RECORDS SUPPLIED:
•••••
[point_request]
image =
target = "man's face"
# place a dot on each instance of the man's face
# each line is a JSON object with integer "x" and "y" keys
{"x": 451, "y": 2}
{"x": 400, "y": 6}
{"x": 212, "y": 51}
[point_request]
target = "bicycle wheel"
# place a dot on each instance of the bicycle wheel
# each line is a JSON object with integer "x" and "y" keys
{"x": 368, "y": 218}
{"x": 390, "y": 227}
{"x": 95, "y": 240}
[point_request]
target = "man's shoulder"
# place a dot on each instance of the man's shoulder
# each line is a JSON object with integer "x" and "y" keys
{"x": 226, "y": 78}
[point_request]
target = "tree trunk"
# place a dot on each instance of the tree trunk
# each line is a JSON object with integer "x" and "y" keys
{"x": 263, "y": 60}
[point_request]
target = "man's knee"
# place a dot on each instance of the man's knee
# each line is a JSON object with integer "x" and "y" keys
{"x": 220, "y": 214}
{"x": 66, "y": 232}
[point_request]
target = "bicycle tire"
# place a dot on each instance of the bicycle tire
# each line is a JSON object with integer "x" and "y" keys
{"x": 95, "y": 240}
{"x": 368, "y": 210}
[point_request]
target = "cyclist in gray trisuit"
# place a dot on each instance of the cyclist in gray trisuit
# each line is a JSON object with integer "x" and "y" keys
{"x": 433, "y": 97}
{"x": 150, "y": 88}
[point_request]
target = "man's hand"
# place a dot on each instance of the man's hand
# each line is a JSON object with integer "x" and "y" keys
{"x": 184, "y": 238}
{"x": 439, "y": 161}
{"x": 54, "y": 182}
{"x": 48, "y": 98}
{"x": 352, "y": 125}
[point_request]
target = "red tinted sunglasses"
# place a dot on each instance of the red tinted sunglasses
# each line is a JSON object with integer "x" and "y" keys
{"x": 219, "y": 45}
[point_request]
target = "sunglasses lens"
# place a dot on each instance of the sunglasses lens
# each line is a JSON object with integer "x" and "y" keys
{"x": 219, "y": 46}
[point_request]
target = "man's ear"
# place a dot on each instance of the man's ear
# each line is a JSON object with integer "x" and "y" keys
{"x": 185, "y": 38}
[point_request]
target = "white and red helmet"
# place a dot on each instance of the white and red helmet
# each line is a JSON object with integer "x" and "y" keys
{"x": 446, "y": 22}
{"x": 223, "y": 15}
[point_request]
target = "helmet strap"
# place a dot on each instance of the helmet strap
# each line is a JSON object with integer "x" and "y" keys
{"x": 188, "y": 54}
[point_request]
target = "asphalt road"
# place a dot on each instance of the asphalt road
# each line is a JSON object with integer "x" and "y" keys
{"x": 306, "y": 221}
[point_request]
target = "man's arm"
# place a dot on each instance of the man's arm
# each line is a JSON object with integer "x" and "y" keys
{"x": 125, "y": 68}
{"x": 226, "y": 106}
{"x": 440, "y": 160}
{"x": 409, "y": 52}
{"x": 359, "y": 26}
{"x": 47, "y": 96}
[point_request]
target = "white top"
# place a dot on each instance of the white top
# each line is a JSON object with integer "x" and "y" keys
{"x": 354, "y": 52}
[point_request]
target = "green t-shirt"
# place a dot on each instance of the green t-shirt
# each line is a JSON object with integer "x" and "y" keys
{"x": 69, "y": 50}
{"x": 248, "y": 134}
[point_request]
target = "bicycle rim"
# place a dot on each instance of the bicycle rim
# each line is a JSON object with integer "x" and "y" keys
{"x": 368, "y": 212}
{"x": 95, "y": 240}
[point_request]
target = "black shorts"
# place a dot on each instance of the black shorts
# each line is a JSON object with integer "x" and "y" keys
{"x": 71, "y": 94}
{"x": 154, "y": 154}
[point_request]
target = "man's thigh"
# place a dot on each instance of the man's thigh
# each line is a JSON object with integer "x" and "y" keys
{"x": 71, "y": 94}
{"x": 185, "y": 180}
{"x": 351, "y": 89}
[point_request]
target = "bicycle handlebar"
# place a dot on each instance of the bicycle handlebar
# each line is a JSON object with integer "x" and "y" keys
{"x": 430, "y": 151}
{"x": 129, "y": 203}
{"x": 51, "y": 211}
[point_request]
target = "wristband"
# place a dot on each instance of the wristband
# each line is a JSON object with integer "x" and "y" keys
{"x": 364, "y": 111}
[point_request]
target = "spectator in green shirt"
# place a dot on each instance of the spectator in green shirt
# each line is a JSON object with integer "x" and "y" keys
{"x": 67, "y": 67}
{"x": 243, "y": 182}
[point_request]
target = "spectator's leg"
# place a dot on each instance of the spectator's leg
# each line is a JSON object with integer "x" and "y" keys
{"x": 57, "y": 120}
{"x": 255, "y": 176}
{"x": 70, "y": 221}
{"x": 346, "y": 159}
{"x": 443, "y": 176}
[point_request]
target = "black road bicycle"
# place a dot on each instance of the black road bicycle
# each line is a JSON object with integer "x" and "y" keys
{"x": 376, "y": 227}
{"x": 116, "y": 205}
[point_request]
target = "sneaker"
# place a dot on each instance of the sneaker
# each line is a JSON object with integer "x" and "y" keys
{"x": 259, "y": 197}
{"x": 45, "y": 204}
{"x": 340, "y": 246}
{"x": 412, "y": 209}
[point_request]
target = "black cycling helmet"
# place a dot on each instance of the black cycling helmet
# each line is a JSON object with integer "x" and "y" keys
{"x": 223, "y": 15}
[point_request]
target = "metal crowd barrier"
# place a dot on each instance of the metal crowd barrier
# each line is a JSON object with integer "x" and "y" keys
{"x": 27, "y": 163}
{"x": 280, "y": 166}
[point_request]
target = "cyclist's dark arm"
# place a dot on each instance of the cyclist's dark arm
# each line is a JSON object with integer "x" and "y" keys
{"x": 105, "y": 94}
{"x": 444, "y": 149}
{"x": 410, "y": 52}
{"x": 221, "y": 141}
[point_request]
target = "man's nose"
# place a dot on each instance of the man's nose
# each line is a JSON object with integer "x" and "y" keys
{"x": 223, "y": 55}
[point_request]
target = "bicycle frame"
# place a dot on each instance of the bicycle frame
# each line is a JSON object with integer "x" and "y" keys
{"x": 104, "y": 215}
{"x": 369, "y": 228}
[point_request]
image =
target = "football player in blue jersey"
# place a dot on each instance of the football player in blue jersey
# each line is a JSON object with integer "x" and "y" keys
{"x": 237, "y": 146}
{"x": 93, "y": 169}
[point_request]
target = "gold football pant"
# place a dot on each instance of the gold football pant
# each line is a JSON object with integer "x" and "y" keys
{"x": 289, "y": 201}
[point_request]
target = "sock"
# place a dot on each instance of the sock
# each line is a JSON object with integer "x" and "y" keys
•••••
DIRECTIONS: Make an exact copy of the material above.

EXPECTED OUTPUT:
[point_request]
image =
target = "man's face"
# place a dot on each instance of the man's face
# each line is a JSON object with integer "x" and "y" keys
{"x": 451, "y": 2}
{"x": 400, "y": 6}
{"x": 212, "y": 51}
[point_request]
target = "bicycle wheel"
# place a dot on each instance of the bicycle wheel
# each line is a JSON object with integer "x" and "y" keys
{"x": 368, "y": 218}
{"x": 390, "y": 227}
{"x": 95, "y": 240}
[point_request]
target = "man's shoulder"
# place a dot on each instance of the man's shoulder
# each line is a JSON object with integer "x" and "y" keys
{"x": 226, "y": 78}
[point_request]
target = "tree trunk"
# place a dot on each instance of the tree trunk
# each line is a JSON object with integer "x" and "y" keys
{"x": 263, "y": 60}
[point_request]
target = "man's knee"
# place a dot on each instance of the man's knee
# each line is a JSON object with integer "x" and "y" keys
{"x": 220, "y": 214}
{"x": 66, "y": 232}
[point_request]
target = "bicycle tire"
# place a dot on each instance of the bicycle tire
# each line is a JSON object with integer "x" and "y" keys
{"x": 95, "y": 240}
{"x": 368, "y": 210}
[point_request]
target = "cyclist in gray trisuit"
# place a dot on each instance of the cyclist in gray trisuit
# each line is a JSON object with integer "x" and "y" keys
{"x": 433, "y": 97}
{"x": 150, "y": 88}
[point_request]
target = "man's hand"
# place a dot on each instance of the man's hand
# each line is a JSON object with integer "x" and "y" keys
{"x": 184, "y": 238}
{"x": 439, "y": 161}
{"x": 54, "y": 182}
{"x": 48, "y": 98}
{"x": 352, "y": 125}
[point_request]
target = "red tinted sunglasses"
# place a dot on each instance of the red tinted sunglasses
# each line is a JSON object with integer "x" and "y" keys
{"x": 219, "y": 45}
[point_request]
target = "sunglasses lens"
# place a dot on each instance of the sunglasses lens
# each line is a JSON object with integer "x" and "y" keys
{"x": 219, "y": 46}
[point_request]
target = "man's ear"
# place a dot on each instance of the man's ear
# each line is a JSON object with integer "x" and "y" keys
{"x": 185, "y": 38}
[point_request]
target = "white and red helmet"
# place a dot on each instance of the white and red helmet
# each line is a JSON object with integer "x" and "y" keys
{"x": 446, "y": 22}
{"x": 223, "y": 15}
[point_request]
target = "helmet strap"
# place a dot on each instance of the helmet strap
# each line is a JSON object with integer "x" and "y" keys
{"x": 188, "y": 54}
[point_request]
target = "asphalt road"
# place a dot on each instance of the asphalt road
# each line is a JSON object with integer "x" and "y" keys
{"x": 306, "y": 221}
[point_request]
target = "man's arm"
# place a dot on each instance of the man's arm
# each line is a JSON object with integer "x" and "y" keys
{"x": 125, "y": 68}
{"x": 226, "y": 106}
{"x": 440, "y": 160}
{"x": 409, "y": 52}
{"x": 359, "y": 26}
{"x": 47, "y": 96}
[point_request]
target = "white top"
# place a dot on each instance of the white top
# each line is a JSON object with integer "x" and "y" keys
{"x": 354, "y": 52}
[point_request]
target = "green t-shirt"
# place a dot on each instance of the green t-shirt
# each line is a JSON object with integer "x" and "y" keys
{"x": 69, "y": 50}
{"x": 248, "y": 134}
[point_request]
target = "bicycle rim"
# place a dot on each instance of the bicycle rim
# each line is a JSON object with integer "x" and "y" keys
{"x": 368, "y": 212}
{"x": 95, "y": 240}
[point_request]
target = "black shorts"
# place a dot on each instance of the black shorts
# each line is a JSON object with integer "x" and "y" keys
{"x": 71, "y": 94}
{"x": 154, "y": 154}
[point_request]
target = "man's thigh"
# place a dot on each instance of the man's thigh
# each line is a JSON object with integer "x" and "y" keys
{"x": 71, "y": 94}
{"x": 185, "y": 180}
{"x": 351, "y": 89}
[point_request]
target = "bicycle handlebar"
# place a dot on each instance of the bicycle handlebar
# each line is a JSON object with integer "x" and "y" keys
{"x": 430, "y": 151}
{"x": 129, "y": 203}
{"x": 51, "y": 211}
[point_request]
target = "wristband"
# place a dot on each instance of the wristband
# each line is a JSON object with integer "x" and "y" keys
{"x": 364, "y": 111}
[point_request]
target = "spectator in green shirt"
# place a dot on each instance of the spectator in green shirt
# each line is a JSON object with integer "x" and "y" keys
{"x": 67, "y": 67}
{"x": 243, "y": 182}
[point_request]
target = "spectator's leg"
# place a dot on each instance of the spectator's leg
# each line is a JSON object with integer "x" and "y" keys
{"x": 57, "y": 120}
{"x": 255, "y": 176}
{"x": 70, "y": 221}
{"x": 346, "y": 159}
{"x": 443, "y": 176}
[point_request]
target = "black road bicycle"
# place a dot on each instance of the black road bicycle
# each line is a JSON object with integer "x" and "y" keys
{"x": 376, "y": 227}
{"x": 116, "y": 205}
[point_request]
target = "sneaker"
# place a dot on each instance of the sneaker
# each line is a JSON object with integer "x" and "y" keys
{"x": 259, "y": 197}
{"x": 45, "y": 204}
{"x": 340, "y": 246}
{"x": 412, "y": 209}
[point_request]
target = "black cycling helmet"
# place a dot on each instance of the black cycling helmet
# each line is a JSON object with integer "x" and "y" keys
{"x": 223, "y": 15}
[point_request]
target = "metal crowd barrier"
# place a dot on each instance of the metal crowd barrier
# each line is a JSON object with integer "x" and "y" keys
{"x": 27, "y": 163}
{"x": 280, "y": 166}
[point_request]
target = "cyclist's dark arm"
# place a dot on each instance of the cyclist's dark arm
# each line is a JSON object with integer "x" and "y" keys
{"x": 105, "y": 94}
{"x": 444, "y": 149}
{"x": 410, "y": 52}
{"x": 221, "y": 141}
[point_request]
target = "man's nose"
# place a dot on each instance of the man's nose
# each line is a JSON object with integer "x" and "y" keys
{"x": 223, "y": 55}
[point_request]
target = "bicycle frame"
# place a dot on each instance of the bicycle frame
# each line is a JSON object with integer "x" and "y" keys
{"x": 104, "y": 215}
{"x": 369, "y": 228}
[point_request]
image =
target = "football player in blue jersey"
# place a dot on each instance of the football player in blue jersey
# each line is a JSON object with integer "x" and "y" keys
{"x": 237, "y": 146}
{"x": 93, "y": 169}
[point_request]
target = "gold football pant"
# place a dot on each instance of the gold football pant
# each line is a JSON object with integer "x" and "y" keys
{"x": 289, "y": 201}
[point_request]
target = "sock"
# place a dot on each instance of the sock
# each line is a JSON object with integer "x" and "y" keys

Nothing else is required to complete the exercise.